───── TRECHO SELECIONADO

O perigo real do uso das figuras de linguagem não vem dos estranhos helenismos, e sim da interpretação que o leitor faz dos textos que as utilizam. Há um tipo de leitor que acredita literalmente no que lê, mesmo após os dois anos de idade. Quando lhes dizem que o tio explodirá de rir, eles imaginam o tio voando aos pedaços enquanto dá gargalhadas. Esse leitor é o Literal, que dificilmente consegue achar graça em uma piada, pois estas costumam carregar muito das sutilezas das figuras de linguagem.

Certa ocasião, escrevi um cardápio alternativo para um restaurante, também alternativo, de frutos do mar. Lá estavam os carros-chefes da moderníssima nova cozinha, como o pâté de foie de morue – patê de fígado de bacalhau -, o risoto de tinta invisível de lula, o lado B do linguado, o pepino do mar em conserva, o leite de peixe-vaca e a levíssima, porém picante, musse de mãe-d’água. Era para rir, porém o Literal leu o cardápio de cabo a rabo sem expressar sentimento algum e perguntou sobre as queimaduras que a musse poderia provocar. Ele nem pestanejou quando passou pelos olhos de peixe morto. O Literal é assim. Ri pouco. A maior parte deles vira operador de telemarketing.

──────────
───── DADOS FORNECIDOS

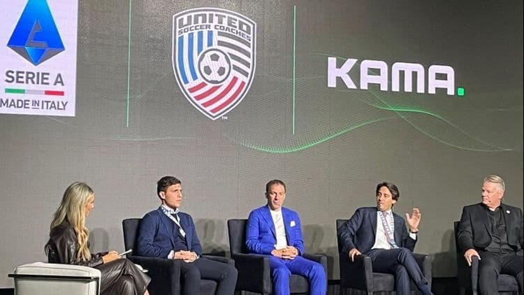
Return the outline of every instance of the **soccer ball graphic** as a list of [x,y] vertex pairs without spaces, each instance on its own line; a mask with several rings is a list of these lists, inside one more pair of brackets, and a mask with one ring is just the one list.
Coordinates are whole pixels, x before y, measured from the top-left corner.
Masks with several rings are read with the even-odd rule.
[[231,71],[229,57],[221,50],[212,48],[204,51],[198,59],[200,75],[210,84],[224,82]]

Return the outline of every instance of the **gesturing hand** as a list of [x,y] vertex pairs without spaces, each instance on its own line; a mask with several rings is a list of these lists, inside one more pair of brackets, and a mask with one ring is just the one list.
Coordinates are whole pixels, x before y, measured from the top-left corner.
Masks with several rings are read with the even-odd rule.
[[412,232],[419,231],[419,224],[421,222],[422,214],[418,208],[412,209],[411,214],[406,213],[406,221]]
[[355,261],[356,256],[358,256],[361,254],[362,253],[361,253],[361,252],[358,251],[358,250],[357,250],[356,248],[353,248],[351,250],[349,250],[349,258],[351,259],[351,261]]
[[117,260],[122,258],[120,255],[118,254],[118,252],[116,251],[109,251],[108,254],[102,257],[102,261],[103,261],[104,264],[107,264],[108,262],[111,262],[113,260]]
[[479,252],[477,252],[476,250],[473,248],[468,250],[465,253],[464,253],[464,257],[466,259],[467,265],[469,265],[470,266],[471,266],[471,259],[474,256],[476,256],[477,257],[479,257],[479,260],[480,260],[480,255],[479,255]]

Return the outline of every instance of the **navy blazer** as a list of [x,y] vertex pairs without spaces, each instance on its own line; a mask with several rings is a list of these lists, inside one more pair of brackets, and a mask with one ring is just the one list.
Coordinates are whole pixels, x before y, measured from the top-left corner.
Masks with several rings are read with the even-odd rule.
[[[491,224],[485,206],[481,203],[464,207],[458,224],[458,245],[463,252],[470,249],[484,250],[491,243]],[[522,210],[516,207],[501,203],[508,244],[516,252],[523,248]]]
[[[287,245],[295,247],[298,254],[303,255],[305,249],[298,214],[284,207],[282,210]],[[276,244],[277,233],[269,207],[266,205],[252,211],[246,225],[247,250],[250,253],[269,254],[275,250]]]
[[[361,253],[366,253],[371,250],[377,235],[377,211],[376,207],[360,208],[349,220],[342,225],[339,231],[339,240],[342,244],[342,253],[349,253],[353,248],[356,248]],[[393,220],[395,243],[398,247],[407,248],[413,252],[416,240],[409,237],[404,218],[393,212]]]
[[[195,224],[191,215],[180,212],[180,225],[186,232],[187,250],[202,255],[202,247],[196,234]],[[178,235],[178,226],[161,209],[158,208],[146,214],[138,229],[138,254],[139,256],[168,258],[175,249],[175,236]]]

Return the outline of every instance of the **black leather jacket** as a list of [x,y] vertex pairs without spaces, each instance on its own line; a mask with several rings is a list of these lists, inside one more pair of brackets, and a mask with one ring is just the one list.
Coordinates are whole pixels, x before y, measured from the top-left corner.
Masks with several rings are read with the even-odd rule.
[[91,260],[85,261],[77,259],[78,251],[78,240],[76,232],[69,222],[64,220],[49,234],[49,241],[45,244],[48,261],[52,264],[78,264],[94,267],[103,263],[102,256],[108,253],[92,254]]

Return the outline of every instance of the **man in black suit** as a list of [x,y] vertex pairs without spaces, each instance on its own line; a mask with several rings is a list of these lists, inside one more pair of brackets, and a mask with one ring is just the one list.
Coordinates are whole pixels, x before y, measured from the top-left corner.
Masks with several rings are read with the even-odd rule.
[[523,292],[522,210],[502,203],[505,185],[497,175],[484,178],[482,201],[464,207],[458,224],[458,245],[471,266],[479,257],[479,289],[498,294],[500,273],[514,275]]
[[339,233],[342,253],[351,261],[364,254],[372,259],[373,271],[395,275],[397,294],[411,294],[410,278],[423,294],[432,294],[428,281],[413,257],[421,215],[418,208],[406,213],[409,233],[400,215],[391,210],[400,194],[396,185],[379,183],[375,192],[376,207],[356,210]]

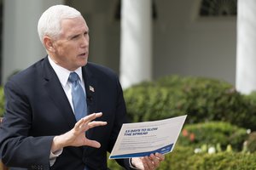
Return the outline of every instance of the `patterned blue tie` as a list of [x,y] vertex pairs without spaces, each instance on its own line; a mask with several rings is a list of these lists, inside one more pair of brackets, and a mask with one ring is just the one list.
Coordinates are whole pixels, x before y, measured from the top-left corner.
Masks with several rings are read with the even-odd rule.
[[76,120],[79,121],[87,115],[86,94],[79,83],[79,76],[75,72],[71,72],[68,82],[72,82],[72,101]]

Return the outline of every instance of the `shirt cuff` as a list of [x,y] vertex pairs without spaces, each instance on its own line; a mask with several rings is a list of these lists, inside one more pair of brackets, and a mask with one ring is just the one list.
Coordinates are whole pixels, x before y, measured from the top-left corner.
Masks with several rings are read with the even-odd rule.
[[62,153],[63,148],[61,150],[57,150],[55,152],[50,152],[49,154],[49,166],[53,166],[55,164],[56,158]]
[[138,169],[138,168],[137,168],[136,167],[134,167],[134,166],[132,165],[132,163],[131,163],[131,157],[129,158],[129,165],[130,165],[130,167],[131,167],[131,168],[133,168],[133,169]]

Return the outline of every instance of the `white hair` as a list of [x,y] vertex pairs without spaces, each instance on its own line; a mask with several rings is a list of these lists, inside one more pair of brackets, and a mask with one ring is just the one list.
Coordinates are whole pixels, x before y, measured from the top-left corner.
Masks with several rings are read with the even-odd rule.
[[77,9],[67,5],[55,5],[45,10],[38,23],[38,31],[40,41],[46,35],[57,38],[61,33],[61,23],[64,19],[81,17],[81,13]]

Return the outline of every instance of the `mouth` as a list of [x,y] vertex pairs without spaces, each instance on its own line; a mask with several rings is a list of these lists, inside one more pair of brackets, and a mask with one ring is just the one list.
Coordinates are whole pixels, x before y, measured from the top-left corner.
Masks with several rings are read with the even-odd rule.
[[78,56],[85,58],[87,56],[87,53],[82,53],[82,54],[79,54]]

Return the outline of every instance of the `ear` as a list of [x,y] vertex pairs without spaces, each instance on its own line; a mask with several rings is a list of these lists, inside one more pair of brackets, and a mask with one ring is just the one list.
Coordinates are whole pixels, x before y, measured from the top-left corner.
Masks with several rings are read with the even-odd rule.
[[45,48],[51,52],[54,53],[55,51],[55,46],[54,46],[54,41],[51,37],[45,36],[43,39],[44,41],[44,45]]

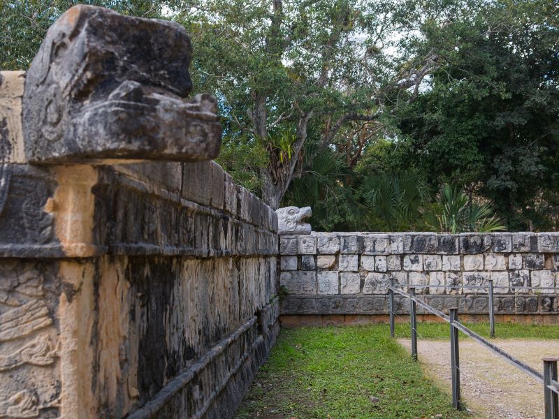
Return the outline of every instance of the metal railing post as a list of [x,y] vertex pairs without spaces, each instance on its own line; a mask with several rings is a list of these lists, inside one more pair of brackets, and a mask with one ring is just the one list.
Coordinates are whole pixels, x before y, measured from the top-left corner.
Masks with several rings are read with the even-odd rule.
[[557,382],[556,358],[545,358],[544,361],[544,404],[546,419],[559,419],[559,402],[558,394],[549,388],[551,381]]
[[390,310],[390,336],[394,337],[394,291],[392,291],[394,286],[394,279],[389,279],[391,288],[389,288],[389,307]]
[[409,288],[409,323],[412,325],[412,358],[417,360],[417,314],[416,313],[415,288]]
[[495,337],[495,310],[493,309],[493,280],[489,279],[489,336]]
[[458,320],[458,309],[450,309],[450,363],[452,376],[452,406],[460,409],[460,355],[458,350],[458,331],[454,322]]

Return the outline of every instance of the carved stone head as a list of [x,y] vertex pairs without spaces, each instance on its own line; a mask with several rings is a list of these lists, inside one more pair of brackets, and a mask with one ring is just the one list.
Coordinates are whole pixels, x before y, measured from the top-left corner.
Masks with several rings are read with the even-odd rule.
[[285,207],[276,212],[278,234],[310,234],[310,224],[303,220],[312,214],[310,207]]
[[25,154],[32,162],[216,157],[215,99],[184,98],[191,47],[180,25],[79,5],[49,29],[27,72]]

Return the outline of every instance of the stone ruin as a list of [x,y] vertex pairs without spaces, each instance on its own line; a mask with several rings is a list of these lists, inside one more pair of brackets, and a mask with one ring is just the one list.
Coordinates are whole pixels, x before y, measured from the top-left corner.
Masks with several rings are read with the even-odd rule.
[[[474,314],[481,290],[435,286],[559,285],[559,233],[312,233],[310,207],[275,212],[212,161],[190,57],[179,25],[78,6],[27,73],[0,72],[0,418],[231,418],[280,311],[386,315],[390,278]],[[556,292],[498,292],[498,314],[558,317]]]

──────────

*INSTRUÇÕES DE TRABALHO*
1 – Diga se cada afirmação a seguir concorda com o trecho sobre o leitor Literal, respondendo sim ou não e citando as palavras do trecho que decidem a questão: (a) o cardápio foi escrito para um restaurante de frutos do mar; (b) o Literal riu ao ler o cardápio; (c) o perigo real das figuras de linguagem vem dos estranhos helenismos.
2 – Localize na listagem todas as linhas que contêm a palavra "stone" e copie cada uma delas.

*RESPOSTAS ESPERADAS*
1 –
(a) Sim: "escrevi um cardápio alternativo para um restaurante, também alternativo, de frutos do mar".
(b) Não: "o Literal leu o cardápio de cabo a rabo sem expressar sentimento algum".
(c) Não: "O perigo real do uso das figuras de linguagem não vem dos estranhos helenismos, e sim da interpretação que o leitor faz dos textos que as utilizam".

2 –
Return the outline of every instance of the carved stone head as a list of [x,y] vertex pairs without spaces, each instance on its own line; a mask with several rings is a list of these lists, inside one more pair of brackets, and a mask with one ring is just the one list.
Return the outline of every instance of the stone ruin as a list of [x,y] vertex pairs without spaces, each instance on its own line; a mask with several rings is a list of these lists, inside one more pair of brackets, and a mask with one ring is just the one list.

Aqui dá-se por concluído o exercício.